*** SUPPLIED DATA ***

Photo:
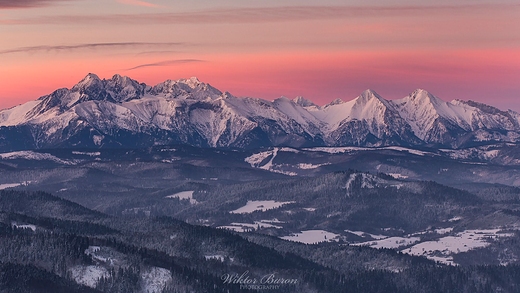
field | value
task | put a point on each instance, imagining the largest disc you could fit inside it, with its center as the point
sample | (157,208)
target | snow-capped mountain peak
(88,81)
(121,111)
(303,102)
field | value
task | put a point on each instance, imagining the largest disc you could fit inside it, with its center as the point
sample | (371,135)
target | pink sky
(323,51)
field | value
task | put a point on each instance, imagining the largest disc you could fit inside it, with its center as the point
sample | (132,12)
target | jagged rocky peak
(335,102)
(191,88)
(91,80)
(301,101)
(369,95)
(421,96)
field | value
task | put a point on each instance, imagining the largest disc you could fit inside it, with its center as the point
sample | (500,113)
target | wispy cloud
(10,4)
(166,63)
(266,14)
(138,3)
(35,49)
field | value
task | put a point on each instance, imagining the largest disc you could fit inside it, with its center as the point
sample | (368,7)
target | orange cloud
(138,3)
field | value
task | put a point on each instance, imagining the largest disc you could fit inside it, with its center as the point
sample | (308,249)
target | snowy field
(391,242)
(364,234)
(184,195)
(244,227)
(312,237)
(88,275)
(443,249)
(9,185)
(259,205)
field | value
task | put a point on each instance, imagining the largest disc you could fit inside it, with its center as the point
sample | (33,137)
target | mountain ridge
(120,112)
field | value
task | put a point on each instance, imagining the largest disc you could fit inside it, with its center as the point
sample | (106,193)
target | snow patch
(184,195)
(23,226)
(312,237)
(391,242)
(155,279)
(88,275)
(259,205)
(30,155)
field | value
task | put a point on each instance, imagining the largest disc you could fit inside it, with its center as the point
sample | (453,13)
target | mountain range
(121,112)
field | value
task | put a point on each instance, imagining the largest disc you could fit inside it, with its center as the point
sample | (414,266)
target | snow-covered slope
(457,122)
(123,112)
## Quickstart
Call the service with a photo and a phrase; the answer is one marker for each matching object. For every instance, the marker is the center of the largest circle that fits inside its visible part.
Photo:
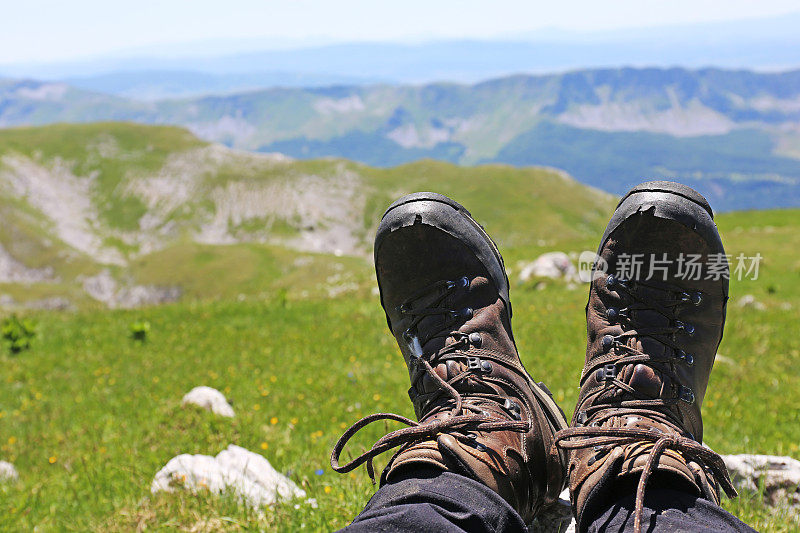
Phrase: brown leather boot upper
(479, 413)
(652, 340)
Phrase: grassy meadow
(296, 339)
(88, 415)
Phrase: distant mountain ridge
(755, 43)
(734, 135)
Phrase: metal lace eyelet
(607, 342)
(688, 328)
(475, 339)
(687, 395)
(512, 407)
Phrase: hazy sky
(46, 30)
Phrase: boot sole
(670, 200)
(441, 212)
(446, 214)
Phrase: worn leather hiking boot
(655, 317)
(445, 293)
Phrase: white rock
(244, 473)
(555, 518)
(8, 472)
(209, 399)
(550, 265)
(749, 301)
(780, 475)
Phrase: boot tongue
(644, 379)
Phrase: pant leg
(431, 500)
(667, 510)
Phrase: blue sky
(47, 30)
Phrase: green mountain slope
(105, 208)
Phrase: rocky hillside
(132, 214)
(734, 135)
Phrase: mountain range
(734, 135)
(130, 214)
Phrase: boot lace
(613, 403)
(466, 417)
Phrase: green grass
(106, 409)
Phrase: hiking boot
(655, 317)
(444, 289)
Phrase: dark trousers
(443, 501)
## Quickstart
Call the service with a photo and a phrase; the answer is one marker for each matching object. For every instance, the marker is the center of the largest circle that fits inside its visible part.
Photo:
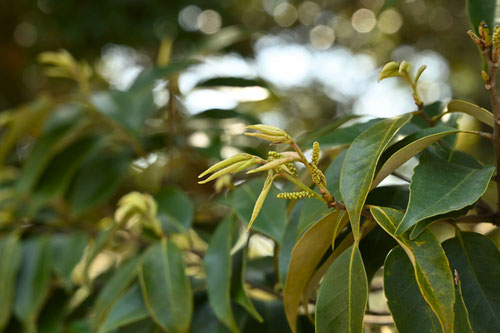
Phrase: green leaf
(67, 251)
(400, 152)
(272, 217)
(238, 288)
(175, 208)
(306, 255)
(431, 265)
(231, 82)
(218, 272)
(128, 309)
(481, 10)
(10, 260)
(115, 287)
(477, 261)
(359, 165)
(439, 187)
(344, 135)
(40, 156)
(473, 110)
(97, 180)
(58, 174)
(165, 287)
(33, 281)
(408, 307)
(343, 295)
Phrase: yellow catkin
(316, 153)
(295, 195)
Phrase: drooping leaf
(400, 152)
(97, 180)
(218, 271)
(439, 187)
(238, 288)
(10, 260)
(67, 250)
(343, 295)
(431, 266)
(477, 261)
(473, 110)
(344, 135)
(175, 208)
(57, 176)
(359, 165)
(272, 217)
(408, 307)
(33, 281)
(165, 287)
(39, 157)
(115, 287)
(306, 255)
(128, 309)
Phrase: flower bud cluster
(295, 195)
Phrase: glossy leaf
(67, 251)
(272, 217)
(97, 180)
(408, 307)
(359, 165)
(128, 309)
(400, 152)
(343, 295)
(432, 269)
(218, 272)
(477, 261)
(175, 208)
(238, 288)
(115, 287)
(57, 177)
(306, 255)
(10, 260)
(439, 187)
(473, 110)
(33, 281)
(165, 287)
(40, 156)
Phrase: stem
(491, 87)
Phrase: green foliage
(104, 226)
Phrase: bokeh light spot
(363, 20)
(322, 37)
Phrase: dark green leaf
(360, 162)
(431, 265)
(408, 307)
(272, 217)
(115, 287)
(67, 250)
(175, 208)
(128, 309)
(238, 287)
(439, 187)
(33, 282)
(165, 286)
(57, 176)
(218, 272)
(306, 255)
(343, 295)
(477, 261)
(97, 180)
(10, 259)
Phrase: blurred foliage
(101, 213)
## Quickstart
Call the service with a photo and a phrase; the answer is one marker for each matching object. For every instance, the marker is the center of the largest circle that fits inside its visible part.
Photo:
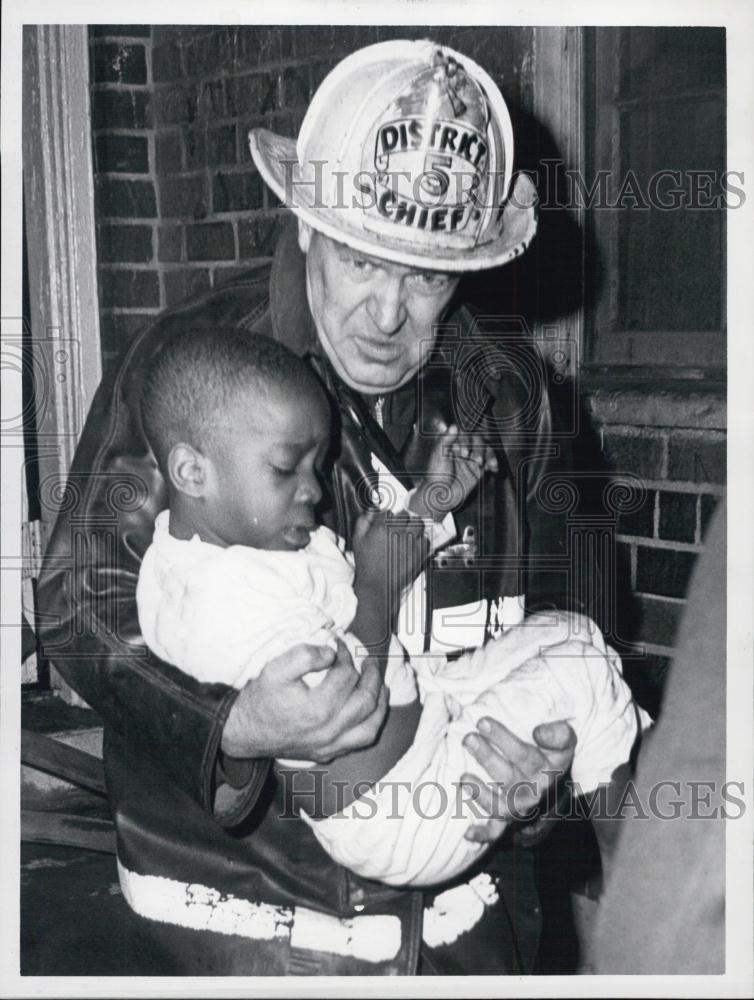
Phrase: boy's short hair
(199, 374)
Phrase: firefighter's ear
(188, 469)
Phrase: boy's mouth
(298, 536)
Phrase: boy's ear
(187, 469)
(304, 235)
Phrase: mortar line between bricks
(653, 648)
(659, 543)
(661, 597)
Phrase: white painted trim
(62, 251)
(62, 256)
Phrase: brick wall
(125, 183)
(673, 440)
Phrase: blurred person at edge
(217, 878)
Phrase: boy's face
(263, 483)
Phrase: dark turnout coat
(221, 880)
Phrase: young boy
(239, 572)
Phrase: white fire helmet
(406, 153)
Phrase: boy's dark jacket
(163, 728)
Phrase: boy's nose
(309, 490)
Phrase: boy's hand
(277, 715)
(389, 551)
(455, 467)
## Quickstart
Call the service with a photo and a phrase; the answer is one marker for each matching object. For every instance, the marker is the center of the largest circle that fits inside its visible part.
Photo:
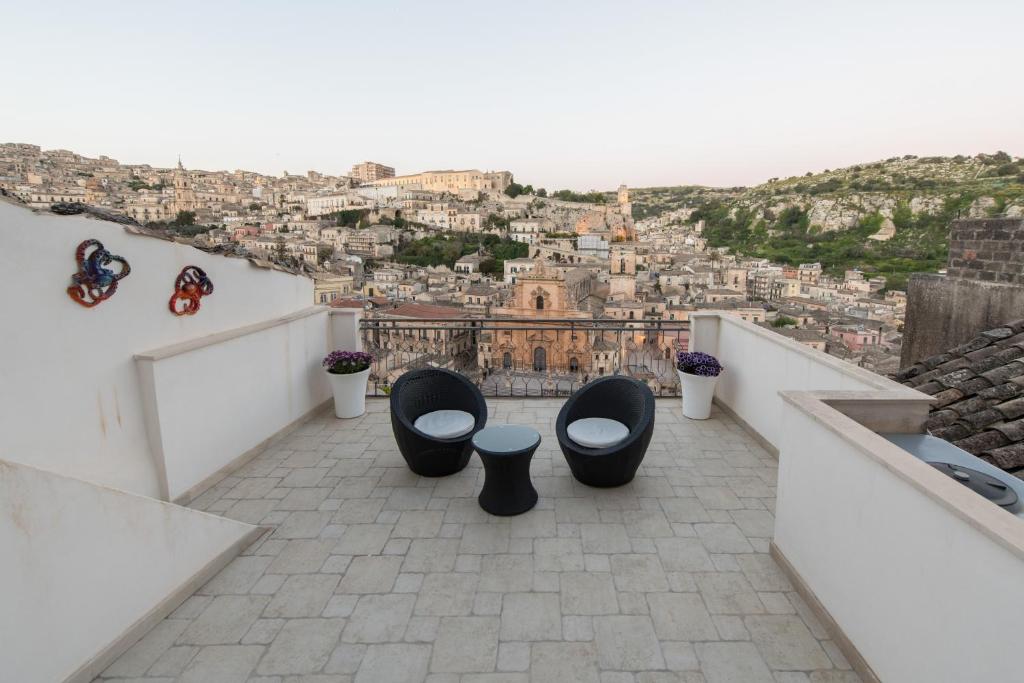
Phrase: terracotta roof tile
(978, 389)
(983, 418)
(952, 432)
(909, 373)
(973, 345)
(979, 443)
(930, 388)
(969, 406)
(1004, 391)
(946, 397)
(997, 334)
(1013, 431)
(955, 364)
(1016, 339)
(955, 378)
(1004, 373)
(981, 353)
(941, 419)
(927, 376)
(1013, 409)
(974, 385)
(1010, 353)
(991, 363)
(936, 360)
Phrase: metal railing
(526, 357)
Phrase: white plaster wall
(70, 399)
(345, 333)
(922, 594)
(219, 401)
(759, 364)
(81, 563)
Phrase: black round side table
(506, 452)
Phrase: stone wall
(983, 289)
(990, 250)
(943, 312)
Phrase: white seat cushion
(597, 432)
(445, 424)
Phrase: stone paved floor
(375, 574)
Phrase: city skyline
(576, 96)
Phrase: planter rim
(328, 371)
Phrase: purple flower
(696, 363)
(347, 363)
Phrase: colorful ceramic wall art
(94, 282)
(190, 286)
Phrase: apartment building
(451, 181)
(370, 171)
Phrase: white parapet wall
(72, 398)
(86, 569)
(924, 577)
(760, 364)
(211, 401)
(918, 578)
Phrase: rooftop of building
(200, 514)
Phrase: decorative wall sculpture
(94, 283)
(190, 286)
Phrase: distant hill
(890, 216)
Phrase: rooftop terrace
(374, 572)
(176, 505)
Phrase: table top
(506, 438)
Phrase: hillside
(890, 216)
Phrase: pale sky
(564, 94)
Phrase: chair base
(598, 474)
(439, 462)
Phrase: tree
(514, 189)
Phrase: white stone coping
(838, 365)
(227, 335)
(1005, 528)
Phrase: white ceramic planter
(349, 393)
(697, 394)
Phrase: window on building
(540, 359)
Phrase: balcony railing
(535, 356)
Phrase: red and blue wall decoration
(189, 287)
(94, 282)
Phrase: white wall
(759, 364)
(924, 594)
(80, 564)
(71, 400)
(211, 403)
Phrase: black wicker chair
(421, 391)
(622, 398)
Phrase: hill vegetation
(830, 217)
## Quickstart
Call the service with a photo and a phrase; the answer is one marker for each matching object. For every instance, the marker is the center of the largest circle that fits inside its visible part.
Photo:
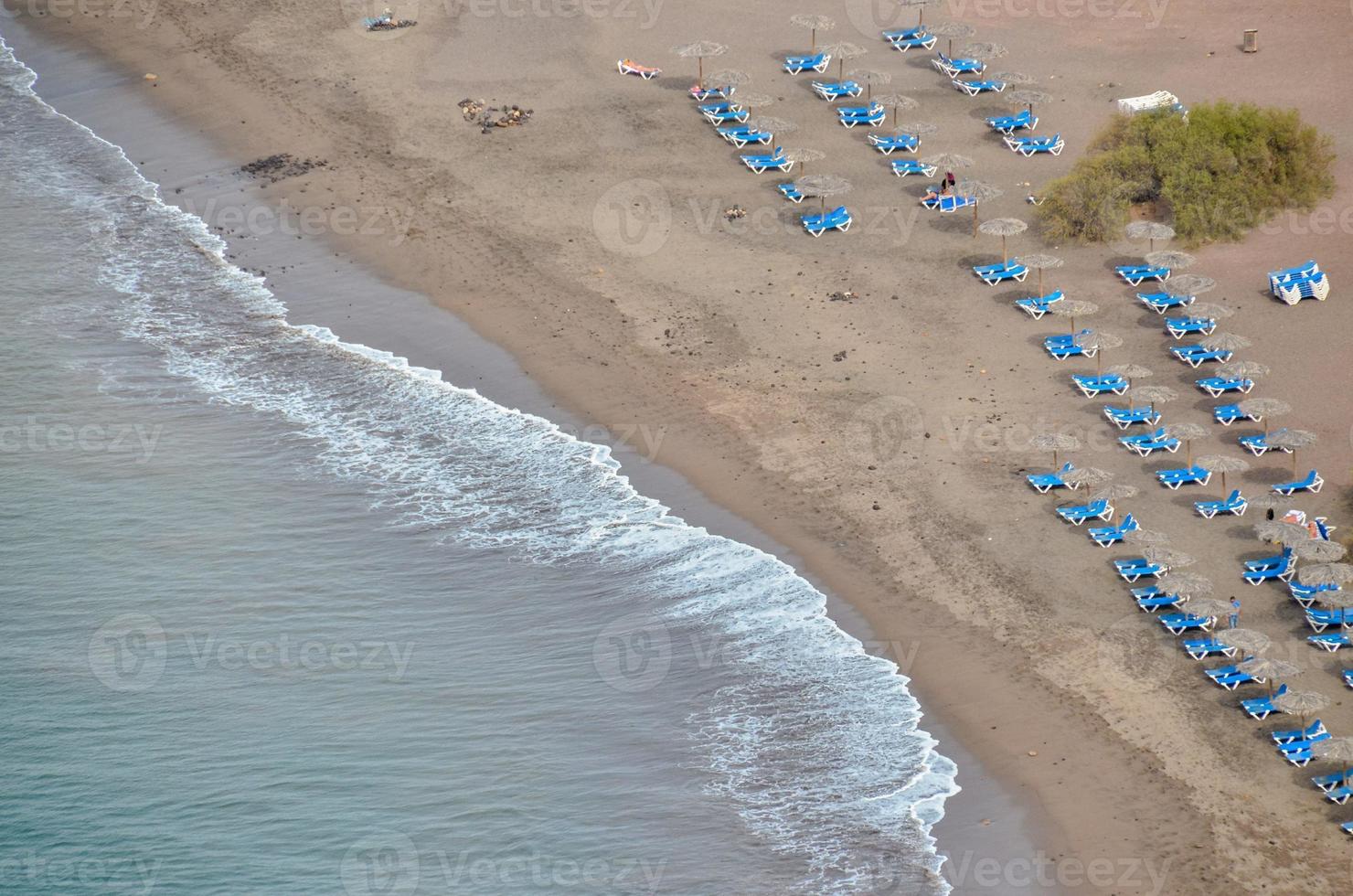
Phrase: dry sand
(897, 471)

*** End of SUPPLIED DATA ***

## PROBLEM STATEMENT
Search the data above for the word "sample". Copy each line it is in.

## WRITTEN SOLUTION
sample | (157,208)
sample | (371,135)
sample | (132,12)
sample | (500,113)
sample | (368,7)
sample | (308,249)
sample | (33,137)
sample | (106,193)
sample | (453,13)
sample | (414,266)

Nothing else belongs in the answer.